TASK INSTRUCTIONS
Return every line of the data below that contains the string "truck". Matching is case-sensitive.

[Image point annotation entries]
# # # #

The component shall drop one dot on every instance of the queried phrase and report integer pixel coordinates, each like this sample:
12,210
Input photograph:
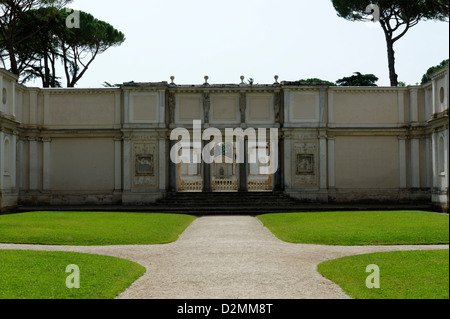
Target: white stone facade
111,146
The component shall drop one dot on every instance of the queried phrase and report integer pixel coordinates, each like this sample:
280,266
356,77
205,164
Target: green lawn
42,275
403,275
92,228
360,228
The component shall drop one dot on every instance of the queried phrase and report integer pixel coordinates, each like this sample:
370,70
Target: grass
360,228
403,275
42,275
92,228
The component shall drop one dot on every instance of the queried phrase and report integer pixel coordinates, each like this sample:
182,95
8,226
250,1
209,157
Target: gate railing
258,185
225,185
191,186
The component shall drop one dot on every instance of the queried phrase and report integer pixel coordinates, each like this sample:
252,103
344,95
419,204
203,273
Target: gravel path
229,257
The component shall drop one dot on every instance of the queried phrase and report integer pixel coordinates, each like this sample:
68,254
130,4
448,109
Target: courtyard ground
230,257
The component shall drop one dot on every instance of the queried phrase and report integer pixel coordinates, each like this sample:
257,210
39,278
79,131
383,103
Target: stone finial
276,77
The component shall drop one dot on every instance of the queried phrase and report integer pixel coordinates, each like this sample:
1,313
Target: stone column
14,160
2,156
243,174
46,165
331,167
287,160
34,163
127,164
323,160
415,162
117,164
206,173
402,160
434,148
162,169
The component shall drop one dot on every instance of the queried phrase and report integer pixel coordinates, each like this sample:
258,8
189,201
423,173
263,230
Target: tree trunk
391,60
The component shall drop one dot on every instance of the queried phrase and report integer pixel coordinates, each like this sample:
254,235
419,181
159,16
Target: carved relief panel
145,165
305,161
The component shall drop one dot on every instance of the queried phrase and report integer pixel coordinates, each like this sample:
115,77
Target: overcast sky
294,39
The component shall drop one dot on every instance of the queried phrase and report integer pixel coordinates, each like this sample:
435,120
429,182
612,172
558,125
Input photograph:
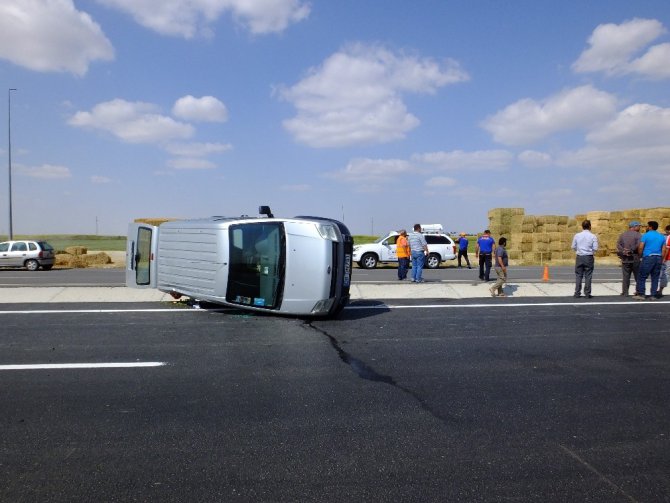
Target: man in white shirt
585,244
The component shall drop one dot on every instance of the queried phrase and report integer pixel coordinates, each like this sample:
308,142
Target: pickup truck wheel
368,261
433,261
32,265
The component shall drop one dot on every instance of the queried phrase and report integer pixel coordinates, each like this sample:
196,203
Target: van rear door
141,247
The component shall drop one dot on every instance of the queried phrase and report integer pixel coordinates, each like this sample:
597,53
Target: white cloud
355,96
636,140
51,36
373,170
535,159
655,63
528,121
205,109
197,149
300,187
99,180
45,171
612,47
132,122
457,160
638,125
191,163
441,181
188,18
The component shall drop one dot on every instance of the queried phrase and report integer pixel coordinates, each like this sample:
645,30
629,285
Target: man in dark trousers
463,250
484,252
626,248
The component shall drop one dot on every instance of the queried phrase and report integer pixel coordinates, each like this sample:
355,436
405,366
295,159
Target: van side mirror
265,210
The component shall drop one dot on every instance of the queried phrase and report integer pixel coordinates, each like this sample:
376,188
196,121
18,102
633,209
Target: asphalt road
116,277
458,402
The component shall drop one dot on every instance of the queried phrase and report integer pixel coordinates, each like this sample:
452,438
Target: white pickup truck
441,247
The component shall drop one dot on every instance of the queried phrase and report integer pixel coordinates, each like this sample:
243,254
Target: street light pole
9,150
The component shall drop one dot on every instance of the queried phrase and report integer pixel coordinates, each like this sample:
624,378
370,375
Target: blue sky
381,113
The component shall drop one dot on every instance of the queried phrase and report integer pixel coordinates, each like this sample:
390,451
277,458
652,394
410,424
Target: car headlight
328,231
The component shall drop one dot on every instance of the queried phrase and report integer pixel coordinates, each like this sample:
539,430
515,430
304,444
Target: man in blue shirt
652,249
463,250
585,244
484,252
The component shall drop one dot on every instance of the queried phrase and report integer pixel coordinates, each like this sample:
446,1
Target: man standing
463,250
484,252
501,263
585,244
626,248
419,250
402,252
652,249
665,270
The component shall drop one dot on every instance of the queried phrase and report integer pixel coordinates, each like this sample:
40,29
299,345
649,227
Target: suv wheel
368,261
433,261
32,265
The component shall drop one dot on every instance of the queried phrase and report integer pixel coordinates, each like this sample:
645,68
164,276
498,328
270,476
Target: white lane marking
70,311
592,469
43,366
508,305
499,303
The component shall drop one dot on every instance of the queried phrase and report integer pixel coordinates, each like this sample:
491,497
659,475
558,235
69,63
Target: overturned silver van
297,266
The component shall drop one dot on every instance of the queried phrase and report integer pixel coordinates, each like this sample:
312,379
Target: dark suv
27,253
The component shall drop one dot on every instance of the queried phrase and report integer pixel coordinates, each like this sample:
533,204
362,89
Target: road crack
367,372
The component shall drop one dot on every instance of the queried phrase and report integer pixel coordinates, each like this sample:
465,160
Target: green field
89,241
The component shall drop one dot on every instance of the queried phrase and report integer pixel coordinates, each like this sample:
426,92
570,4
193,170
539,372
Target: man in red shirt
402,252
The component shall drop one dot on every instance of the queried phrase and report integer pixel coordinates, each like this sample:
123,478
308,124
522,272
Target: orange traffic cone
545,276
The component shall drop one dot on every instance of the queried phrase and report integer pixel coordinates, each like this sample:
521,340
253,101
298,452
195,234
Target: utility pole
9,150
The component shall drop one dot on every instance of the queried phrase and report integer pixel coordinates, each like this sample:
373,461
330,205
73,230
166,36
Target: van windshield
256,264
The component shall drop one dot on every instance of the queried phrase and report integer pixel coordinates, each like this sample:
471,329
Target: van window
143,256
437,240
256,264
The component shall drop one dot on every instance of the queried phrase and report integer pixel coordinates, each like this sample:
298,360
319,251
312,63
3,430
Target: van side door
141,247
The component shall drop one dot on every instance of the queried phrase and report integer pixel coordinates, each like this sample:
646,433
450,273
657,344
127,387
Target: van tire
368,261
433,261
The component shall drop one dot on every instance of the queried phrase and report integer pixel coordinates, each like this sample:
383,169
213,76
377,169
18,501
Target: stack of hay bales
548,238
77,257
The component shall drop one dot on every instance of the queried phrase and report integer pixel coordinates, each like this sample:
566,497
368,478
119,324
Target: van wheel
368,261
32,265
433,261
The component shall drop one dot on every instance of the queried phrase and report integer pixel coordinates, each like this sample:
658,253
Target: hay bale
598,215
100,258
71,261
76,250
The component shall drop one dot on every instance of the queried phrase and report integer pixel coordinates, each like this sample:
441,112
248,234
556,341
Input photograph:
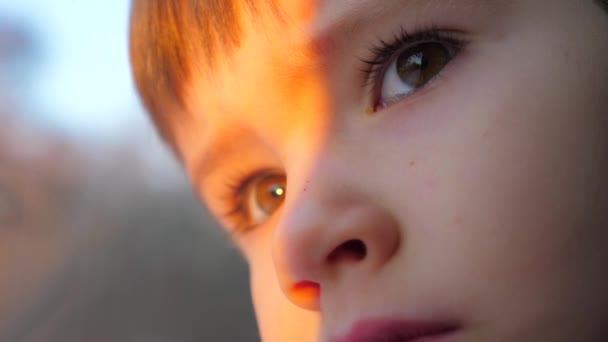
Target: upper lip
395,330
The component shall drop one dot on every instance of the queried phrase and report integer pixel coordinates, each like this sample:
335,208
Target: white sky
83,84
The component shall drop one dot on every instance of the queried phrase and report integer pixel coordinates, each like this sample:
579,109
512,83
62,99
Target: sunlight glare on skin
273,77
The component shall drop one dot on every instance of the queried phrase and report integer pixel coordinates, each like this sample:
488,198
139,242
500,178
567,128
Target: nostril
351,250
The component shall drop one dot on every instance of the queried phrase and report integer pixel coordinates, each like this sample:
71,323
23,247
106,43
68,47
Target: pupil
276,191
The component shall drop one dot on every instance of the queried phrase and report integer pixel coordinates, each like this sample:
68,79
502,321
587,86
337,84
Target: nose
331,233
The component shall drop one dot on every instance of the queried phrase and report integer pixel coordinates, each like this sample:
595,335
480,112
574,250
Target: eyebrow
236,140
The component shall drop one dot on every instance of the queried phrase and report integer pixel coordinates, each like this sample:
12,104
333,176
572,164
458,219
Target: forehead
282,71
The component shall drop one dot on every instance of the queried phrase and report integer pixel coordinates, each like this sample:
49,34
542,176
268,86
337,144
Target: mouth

# # # #

SOLUTION
Target: pickup truck wheel
Target: white pickup truck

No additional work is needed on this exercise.